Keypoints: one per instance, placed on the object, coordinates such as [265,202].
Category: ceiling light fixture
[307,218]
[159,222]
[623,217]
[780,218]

════════════════════

## The task
Reproduce every line of the items above in full. In each answer, shift the coordinates by adding 82 to both numbers, and leave all other numbers unchanged.

## Output for this exercise
Keypoints: one per instance, placed on the object, coordinates such as [265,202].
Category: ceiling light fixture
[389,300]
[241,304]
[705,299]
[862,300]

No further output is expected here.